__EXERCISE MATERIALS__.
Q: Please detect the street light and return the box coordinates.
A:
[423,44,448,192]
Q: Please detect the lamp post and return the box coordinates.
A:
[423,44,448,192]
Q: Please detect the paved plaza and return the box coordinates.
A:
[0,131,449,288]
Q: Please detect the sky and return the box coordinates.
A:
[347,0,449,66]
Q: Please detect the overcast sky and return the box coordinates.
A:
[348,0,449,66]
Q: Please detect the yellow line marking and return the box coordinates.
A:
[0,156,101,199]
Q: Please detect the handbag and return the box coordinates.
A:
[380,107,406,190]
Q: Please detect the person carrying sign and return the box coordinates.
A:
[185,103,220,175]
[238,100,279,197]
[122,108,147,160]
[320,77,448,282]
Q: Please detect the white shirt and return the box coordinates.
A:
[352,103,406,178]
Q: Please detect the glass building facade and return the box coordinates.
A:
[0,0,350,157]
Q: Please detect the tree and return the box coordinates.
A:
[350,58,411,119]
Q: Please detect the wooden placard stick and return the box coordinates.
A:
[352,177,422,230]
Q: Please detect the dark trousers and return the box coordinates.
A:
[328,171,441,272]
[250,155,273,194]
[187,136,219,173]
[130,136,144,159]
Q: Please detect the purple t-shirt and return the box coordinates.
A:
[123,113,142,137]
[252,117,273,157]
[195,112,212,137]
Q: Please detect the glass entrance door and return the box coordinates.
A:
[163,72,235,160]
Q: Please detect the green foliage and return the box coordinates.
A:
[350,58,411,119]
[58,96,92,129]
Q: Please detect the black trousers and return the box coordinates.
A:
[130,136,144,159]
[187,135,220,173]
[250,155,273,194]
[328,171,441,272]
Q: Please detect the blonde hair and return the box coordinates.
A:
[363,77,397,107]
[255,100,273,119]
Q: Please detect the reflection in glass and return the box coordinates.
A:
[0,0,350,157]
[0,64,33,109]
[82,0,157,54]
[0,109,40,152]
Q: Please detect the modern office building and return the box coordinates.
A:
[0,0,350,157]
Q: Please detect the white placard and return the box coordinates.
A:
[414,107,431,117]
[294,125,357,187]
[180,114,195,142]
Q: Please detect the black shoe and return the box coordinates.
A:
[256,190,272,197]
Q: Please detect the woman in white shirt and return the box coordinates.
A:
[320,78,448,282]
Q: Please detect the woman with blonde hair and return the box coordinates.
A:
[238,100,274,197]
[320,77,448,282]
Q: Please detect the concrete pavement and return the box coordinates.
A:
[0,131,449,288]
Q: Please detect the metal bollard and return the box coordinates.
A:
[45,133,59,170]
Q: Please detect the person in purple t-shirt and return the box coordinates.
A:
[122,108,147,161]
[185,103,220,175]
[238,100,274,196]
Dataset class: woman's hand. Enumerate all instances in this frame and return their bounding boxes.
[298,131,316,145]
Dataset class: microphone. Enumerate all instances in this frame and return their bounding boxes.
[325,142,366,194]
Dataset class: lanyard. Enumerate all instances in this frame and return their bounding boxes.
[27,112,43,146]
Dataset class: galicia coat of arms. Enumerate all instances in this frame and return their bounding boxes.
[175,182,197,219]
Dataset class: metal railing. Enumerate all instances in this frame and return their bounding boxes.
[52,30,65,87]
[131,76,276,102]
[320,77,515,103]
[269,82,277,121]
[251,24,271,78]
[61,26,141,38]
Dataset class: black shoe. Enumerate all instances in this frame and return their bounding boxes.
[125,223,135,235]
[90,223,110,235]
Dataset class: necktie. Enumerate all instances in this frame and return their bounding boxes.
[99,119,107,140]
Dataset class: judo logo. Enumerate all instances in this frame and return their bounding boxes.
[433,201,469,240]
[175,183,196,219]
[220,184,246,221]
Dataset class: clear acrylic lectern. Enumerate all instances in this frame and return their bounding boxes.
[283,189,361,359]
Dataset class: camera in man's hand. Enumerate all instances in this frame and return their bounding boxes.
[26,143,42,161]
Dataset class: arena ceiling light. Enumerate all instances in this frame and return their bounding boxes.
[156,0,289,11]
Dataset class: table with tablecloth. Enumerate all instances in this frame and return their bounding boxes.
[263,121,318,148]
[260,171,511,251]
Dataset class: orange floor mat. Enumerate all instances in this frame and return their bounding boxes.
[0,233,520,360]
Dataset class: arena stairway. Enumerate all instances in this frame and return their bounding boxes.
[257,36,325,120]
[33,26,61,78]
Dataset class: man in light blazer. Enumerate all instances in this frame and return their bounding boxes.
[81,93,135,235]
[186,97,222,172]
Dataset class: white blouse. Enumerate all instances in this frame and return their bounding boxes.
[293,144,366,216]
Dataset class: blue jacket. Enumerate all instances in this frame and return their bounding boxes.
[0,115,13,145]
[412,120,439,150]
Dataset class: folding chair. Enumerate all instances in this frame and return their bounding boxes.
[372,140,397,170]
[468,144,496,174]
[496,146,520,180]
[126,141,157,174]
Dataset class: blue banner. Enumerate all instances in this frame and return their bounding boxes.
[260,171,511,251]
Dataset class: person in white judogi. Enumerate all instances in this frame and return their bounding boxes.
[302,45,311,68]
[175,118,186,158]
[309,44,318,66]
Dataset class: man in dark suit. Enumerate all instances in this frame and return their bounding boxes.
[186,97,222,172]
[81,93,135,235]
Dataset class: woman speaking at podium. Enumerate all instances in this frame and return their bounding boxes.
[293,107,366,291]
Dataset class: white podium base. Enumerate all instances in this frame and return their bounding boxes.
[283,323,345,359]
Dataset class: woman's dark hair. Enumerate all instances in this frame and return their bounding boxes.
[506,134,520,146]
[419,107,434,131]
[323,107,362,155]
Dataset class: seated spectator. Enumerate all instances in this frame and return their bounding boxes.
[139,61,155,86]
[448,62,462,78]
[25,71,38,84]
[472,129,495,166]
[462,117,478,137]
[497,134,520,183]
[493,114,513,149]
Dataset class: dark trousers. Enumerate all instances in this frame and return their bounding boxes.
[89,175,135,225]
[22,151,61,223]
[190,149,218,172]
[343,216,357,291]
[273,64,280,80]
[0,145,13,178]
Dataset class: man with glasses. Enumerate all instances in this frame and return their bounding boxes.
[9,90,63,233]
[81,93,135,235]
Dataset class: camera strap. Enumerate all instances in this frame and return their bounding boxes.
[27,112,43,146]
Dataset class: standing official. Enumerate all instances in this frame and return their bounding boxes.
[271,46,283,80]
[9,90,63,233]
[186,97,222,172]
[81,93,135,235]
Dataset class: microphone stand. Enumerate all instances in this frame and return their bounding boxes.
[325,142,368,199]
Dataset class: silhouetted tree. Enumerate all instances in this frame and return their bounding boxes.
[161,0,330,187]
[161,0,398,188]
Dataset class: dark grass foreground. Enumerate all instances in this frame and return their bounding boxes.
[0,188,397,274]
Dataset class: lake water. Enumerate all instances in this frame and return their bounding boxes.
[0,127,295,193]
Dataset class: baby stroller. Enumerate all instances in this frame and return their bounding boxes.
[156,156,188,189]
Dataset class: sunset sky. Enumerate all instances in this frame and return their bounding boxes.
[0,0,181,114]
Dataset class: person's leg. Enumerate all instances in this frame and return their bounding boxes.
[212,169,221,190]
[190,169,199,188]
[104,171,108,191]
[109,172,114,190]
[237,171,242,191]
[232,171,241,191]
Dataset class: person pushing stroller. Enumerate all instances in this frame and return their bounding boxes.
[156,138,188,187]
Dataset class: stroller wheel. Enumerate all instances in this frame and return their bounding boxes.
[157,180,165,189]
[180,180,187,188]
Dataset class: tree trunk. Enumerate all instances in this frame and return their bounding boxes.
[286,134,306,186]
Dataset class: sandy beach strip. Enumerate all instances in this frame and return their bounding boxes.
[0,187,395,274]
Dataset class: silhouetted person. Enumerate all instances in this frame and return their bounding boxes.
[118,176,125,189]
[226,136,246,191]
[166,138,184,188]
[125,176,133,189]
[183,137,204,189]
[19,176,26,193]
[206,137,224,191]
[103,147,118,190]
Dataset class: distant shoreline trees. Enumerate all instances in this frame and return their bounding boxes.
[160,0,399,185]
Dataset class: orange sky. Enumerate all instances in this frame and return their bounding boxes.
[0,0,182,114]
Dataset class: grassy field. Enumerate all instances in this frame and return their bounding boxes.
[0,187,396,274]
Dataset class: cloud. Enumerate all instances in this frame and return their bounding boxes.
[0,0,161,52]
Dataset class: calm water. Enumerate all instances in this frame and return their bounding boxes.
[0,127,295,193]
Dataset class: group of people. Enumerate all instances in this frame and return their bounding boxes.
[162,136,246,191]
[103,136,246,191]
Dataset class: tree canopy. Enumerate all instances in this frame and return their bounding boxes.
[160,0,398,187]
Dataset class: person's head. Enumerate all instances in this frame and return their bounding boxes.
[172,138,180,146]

__WHAT NEEDS TO BE DONE__. Give the lines from the start of the records through the line that contains "[180,114,195,142]" as a JSON list of strings, one string per line, leaving out blank lines.

__ANSWER BELOW__.
[
  "Q: Please detect the street light and return the box coordinates.",
  "A:",
  "[423,44,448,192]",
  "Q: Please detect the lamp post and return the box coordinates.",
  "A:",
  "[423,44,448,192]",
  "Q: Please detect the paved plaza and return the box coordinates.",
  "A:",
  "[0,131,449,288]",
  "Q: Please detect the sky and return the box coordinates.",
  "A:",
  "[347,0,449,66]",
  "Q: Please detect the overcast sky and return the box coordinates.",
  "A:",
  "[348,0,449,66]",
  "Q: Please detect the yellow line marking and return the box coordinates.",
  "A:",
  "[0,156,101,199]",
  "Q: Please detect the handbag and return the box coordinates.",
  "A:",
  "[380,107,406,190]",
  "Q: Please detect the person carrying sign and return the box coordinates.",
  "A:",
  "[185,103,220,175]",
  "[238,100,279,197]",
  "[122,108,147,160]",
  "[320,77,448,282]",
  "Q: Please detect the white shirt and return the box coordinates.",
  "A:",
  "[352,103,406,178]",
  "Q: Please detect the glass building facade and return the box coordinates.",
  "A:",
  "[0,0,350,157]",
  "Q: Please detect the tree and return the box coordinates.",
  "A:",
  "[350,58,411,119]",
  "Q: Please detect the wooden placard stick and return the box coordinates.",
  "A:",
  "[352,177,422,230]",
  "Q: Please detect the dark trousers and return the box coordinates.",
  "A:",
  "[328,171,441,272]",
  "[250,155,273,194]",
  "[187,136,219,173]",
  "[130,136,144,159]",
  "Q: Please detect the purple t-shirt and return the box coordinates.",
  "A:",
  "[123,113,142,137]",
  "[252,117,273,157]",
  "[195,112,212,137]",
  "Q: Please detect the glass entrance door and return the box coordinates.",
  "A:",
  "[163,72,235,160]",
  "Q: Please detect the green foliage and return the box coordinates.",
  "A:",
  "[350,58,411,119]",
  "[58,96,92,129]",
  "Q: Please detect the black trousers and return the box coordinates.",
  "A:",
  "[130,136,144,159]",
  "[187,135,220,173]",
  "[250,155,273,194]",
  "[328,171,441,272]",
  "Q: Please detect the blonde hair and return the box coordinates.",
  "A:",
  "[363,77,397,107]",
  "[255,100,273,119]",
  "Q: Please detect the reflection in glass and return the box coordinates.",
  "A:",
  "[0,0,350,157]",
  "[0,64,33,109]",
  "[82,0,157,54]",
  "[0,109,40,152]",
  "Q: Please detect the modern office building and return the box coordinates.",
  "A:",
  "[0,0,350,157]",
  "Q: Please detect the white placard and return the box coordinates.",
  "A:",
  "[414,107,431,117]",
  "[294,125,357,187]",
  "[180,114,195,142]"
]